Few people in America perhaps realise how completely Austria-Hungary is under the domination of Germany and Kaiserism. There are those who think that the hand of the Vienna Government was forced by Berlin when the ultimatum to Serbia was answered so reasonably by the little country to the south, but there can be no doubt that Austria has been ever since under the yoke of the German General Staff.

And because the first break, the first glimpse of reasonable peace will in turn be forced on Germany by sorely tried Austria-Hungary, bent by war and bowed by debt, it is well to study a little the races and assess the influences of that unfortunate land.

My wife's sister married a Hungarian Count, a member of the Hungarian House of Lords, and I have met many of the political leaders and magnates of that country on my trips there.

The Germans of Austria are handsomer, more attractive but far less efficient than their bloody brethren from the cold, wind-swept plains of Prussia. They have acquired a slight touch of the Oriental and something of the mañana (to-morrow) of the Spaniards, a heritage, perhaps, of the days when Spain and Austria were so closely connected by Hapsburg rule.

In the presence of an Austrian one feels his charm instead of the aggressive personality which is Prussian. Undoubtedly the Prussians counted on the good nature of the southern Germans, Hungarians, Poles and Slavs in their insidious campaign to make these peoples, practically, if not in name, subject and tributary to Prussian rule. The Prussian propagandist has brought them face to face with a new Kaiserism.

Shortly after the war a great number of Austrian professors of German blood issued a manifesto demanding closer union with Germany—a prelude to the plots being hatched in Berlin against Hapsburg rule.

The Court of Austria is quite different from that of Berlin; no modern ideas during the reign of Francis Joseph disturbed his medieval outlook.

The beautiful Empress of Austria, who was assassinated by an anarchist in Switzerland, was probably insane. At any rate, for many years she lived apart from the Emperor, devoted to hunting and horses, going often as far as Ireland for her favourite sport and seldom appearing in Vienna. Francis Joseph, however, was consoled by an ex-actress, Frau Kathie Schratt, whom he visited daily and who occupied a position in Vienna almost as powerful as that of the mistresses of Louis XIV. Even in this very war when Frau Schratt established a hospital, she was photographed in the centre of a group of women all occupied at this hospital and all holding the highest rank at the Austrian Court. The instant the old Emperor died, however, her power, influence and prestige disappeared and I imagine that her titled and high born helpers were not long in deserting the hospital wards over which she had presided.

That extraordinary Empire known as the Austrian Hungarian Dual Monarchy is less an Empire or a Kingdom or a State than the personal property of the Hapsburgs, whose hereditary talent for the acquisition of land is recorded on the map of Europe to-day.

For centuries this royal family by treaty, by intrigue, by war, purchase and marriage has been adding to its dominions, bringing under its personal rule races who do not understand each other's language and who differ widely in customs, intellectual attainments and religion.
┄┄┄┄┄┄┄┄┄┄┄┄┄┄┄┄┄┄┄┄
— Tasks to carry out —
1. Summarize the passage on Austria-Hungary in two sentences.
2. Please reproduce the part of the passage on Austria-Hungary between "In the presence" and "his medieval outlook.", inclusive.

— Extracted material —
┄┄┄┄┄┄┄┄┄┄┄┄┄┄┄┄┄┄┄┄
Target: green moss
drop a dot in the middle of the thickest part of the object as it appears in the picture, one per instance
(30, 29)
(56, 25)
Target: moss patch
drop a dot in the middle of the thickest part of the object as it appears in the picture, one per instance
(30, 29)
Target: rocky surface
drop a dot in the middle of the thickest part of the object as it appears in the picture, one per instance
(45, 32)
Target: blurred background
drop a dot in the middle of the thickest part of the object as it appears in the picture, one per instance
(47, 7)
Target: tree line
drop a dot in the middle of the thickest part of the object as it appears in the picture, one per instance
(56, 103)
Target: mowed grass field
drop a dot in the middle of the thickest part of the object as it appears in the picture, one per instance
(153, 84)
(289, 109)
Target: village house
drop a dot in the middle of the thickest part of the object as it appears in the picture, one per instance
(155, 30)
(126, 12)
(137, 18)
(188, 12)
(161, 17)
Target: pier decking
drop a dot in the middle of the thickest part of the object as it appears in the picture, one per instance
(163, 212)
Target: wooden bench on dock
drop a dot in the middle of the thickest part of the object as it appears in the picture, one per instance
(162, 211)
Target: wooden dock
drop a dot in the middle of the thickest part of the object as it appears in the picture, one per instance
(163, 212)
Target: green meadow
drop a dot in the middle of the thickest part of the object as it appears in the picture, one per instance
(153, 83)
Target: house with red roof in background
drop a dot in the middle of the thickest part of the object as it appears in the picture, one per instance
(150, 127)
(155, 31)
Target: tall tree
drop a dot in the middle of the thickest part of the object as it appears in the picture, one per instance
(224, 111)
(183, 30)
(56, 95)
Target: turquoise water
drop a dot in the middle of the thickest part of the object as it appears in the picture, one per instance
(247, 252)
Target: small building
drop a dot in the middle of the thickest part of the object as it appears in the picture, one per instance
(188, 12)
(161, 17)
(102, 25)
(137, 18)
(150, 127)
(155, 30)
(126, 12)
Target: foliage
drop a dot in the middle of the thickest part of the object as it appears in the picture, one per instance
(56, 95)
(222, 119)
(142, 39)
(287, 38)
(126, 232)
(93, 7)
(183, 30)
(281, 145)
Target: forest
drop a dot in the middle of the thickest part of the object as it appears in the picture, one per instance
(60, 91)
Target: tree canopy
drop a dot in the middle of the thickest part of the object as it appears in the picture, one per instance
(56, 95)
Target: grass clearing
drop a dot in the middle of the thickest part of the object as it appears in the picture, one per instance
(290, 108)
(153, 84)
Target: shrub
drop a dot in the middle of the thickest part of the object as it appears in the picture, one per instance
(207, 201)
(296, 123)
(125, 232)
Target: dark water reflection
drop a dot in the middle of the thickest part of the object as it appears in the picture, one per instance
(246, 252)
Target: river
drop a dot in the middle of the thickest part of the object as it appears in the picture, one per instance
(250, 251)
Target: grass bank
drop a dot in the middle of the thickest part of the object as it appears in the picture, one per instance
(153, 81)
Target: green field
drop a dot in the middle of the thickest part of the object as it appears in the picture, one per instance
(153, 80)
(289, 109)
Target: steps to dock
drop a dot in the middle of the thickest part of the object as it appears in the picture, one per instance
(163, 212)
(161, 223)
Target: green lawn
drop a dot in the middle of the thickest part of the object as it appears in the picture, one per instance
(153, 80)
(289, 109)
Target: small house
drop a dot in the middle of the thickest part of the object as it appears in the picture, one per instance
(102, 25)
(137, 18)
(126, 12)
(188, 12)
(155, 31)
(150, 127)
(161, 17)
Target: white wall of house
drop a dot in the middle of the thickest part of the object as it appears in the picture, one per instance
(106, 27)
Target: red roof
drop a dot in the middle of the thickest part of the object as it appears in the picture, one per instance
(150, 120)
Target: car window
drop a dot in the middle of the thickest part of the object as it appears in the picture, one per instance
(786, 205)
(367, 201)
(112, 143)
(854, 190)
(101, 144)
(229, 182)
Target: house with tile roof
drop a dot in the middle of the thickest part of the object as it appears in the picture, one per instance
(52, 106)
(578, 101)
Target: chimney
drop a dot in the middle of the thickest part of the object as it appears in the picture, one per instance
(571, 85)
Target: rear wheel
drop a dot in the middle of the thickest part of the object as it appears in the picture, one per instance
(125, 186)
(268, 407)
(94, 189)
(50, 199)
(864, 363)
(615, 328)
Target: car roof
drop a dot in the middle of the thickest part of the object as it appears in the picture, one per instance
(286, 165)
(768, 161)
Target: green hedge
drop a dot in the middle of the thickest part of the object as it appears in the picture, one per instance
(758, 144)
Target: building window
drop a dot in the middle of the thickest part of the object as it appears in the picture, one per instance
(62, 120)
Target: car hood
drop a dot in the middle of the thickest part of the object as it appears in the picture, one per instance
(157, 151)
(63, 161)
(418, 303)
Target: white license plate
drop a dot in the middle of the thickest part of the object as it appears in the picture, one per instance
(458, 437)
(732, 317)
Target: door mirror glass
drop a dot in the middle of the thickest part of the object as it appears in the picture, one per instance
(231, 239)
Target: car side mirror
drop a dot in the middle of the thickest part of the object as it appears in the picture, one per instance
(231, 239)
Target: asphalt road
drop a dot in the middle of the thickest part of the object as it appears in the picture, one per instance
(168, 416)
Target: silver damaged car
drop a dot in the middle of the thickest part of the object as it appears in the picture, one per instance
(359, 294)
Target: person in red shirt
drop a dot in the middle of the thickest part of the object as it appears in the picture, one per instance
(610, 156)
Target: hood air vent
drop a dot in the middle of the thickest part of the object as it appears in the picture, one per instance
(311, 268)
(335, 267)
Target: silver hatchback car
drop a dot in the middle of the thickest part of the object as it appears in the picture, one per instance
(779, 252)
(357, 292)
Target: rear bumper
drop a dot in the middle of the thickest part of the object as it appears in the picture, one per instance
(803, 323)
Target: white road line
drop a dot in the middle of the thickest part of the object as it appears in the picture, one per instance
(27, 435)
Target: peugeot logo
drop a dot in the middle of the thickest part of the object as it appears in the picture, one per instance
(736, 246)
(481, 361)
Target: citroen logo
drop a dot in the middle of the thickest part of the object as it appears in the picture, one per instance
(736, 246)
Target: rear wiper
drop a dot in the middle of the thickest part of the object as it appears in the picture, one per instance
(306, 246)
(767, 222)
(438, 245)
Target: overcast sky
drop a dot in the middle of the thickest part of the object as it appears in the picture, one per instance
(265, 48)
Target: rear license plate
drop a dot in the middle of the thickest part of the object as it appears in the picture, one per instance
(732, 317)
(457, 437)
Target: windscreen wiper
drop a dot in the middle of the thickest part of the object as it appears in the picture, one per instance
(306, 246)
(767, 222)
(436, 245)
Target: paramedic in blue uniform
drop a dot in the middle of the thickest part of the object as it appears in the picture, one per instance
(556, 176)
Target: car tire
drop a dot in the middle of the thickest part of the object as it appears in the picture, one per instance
┄┄┄┄┄┄┄┄┄┄┄┄┄┄┄┄┄┄┄┄
— Solutions to the tasks —
1. Austria-Hungary has been under the yoke of the German General Staff ever since Serbia answered the ultimatum, and the first glimpse of reasonable peace will in turn be forced on Germany by a sorely tried Austria-Hungary. The Austrian Germans are charming but less efficient than the aggressive Prussians, the court of Francis Joseph kept a medieval outlook, and the Dual Monarchy is less a state than the personal property of the Hapsburgs, who brought under their rule races differing in language, customs and religion.

2.
In the presence of an Austrian one feels his charm instead of the aggressive personality which is Prussian. Undoubtedly the Prussians counted on the good nature of the southern Germans, Hungarians, Poles and Slavs in their insidious campaign to make these peoples, practically, if not in name, subject and tributary to Prussian rule. The Prussian propagandist has brought them face to face with a new Kaiserism.

Shortly after the war a great number of Austrian professors of German blood issued a manifesto demanding closer union with Germany—a prelude to the plots being hatched in Berlin against Hapsburg rule.

The Court of Austria is quite different from that of Berlin; no modern ideas during the reign of Francis Joseph disturbed his medieval outlook.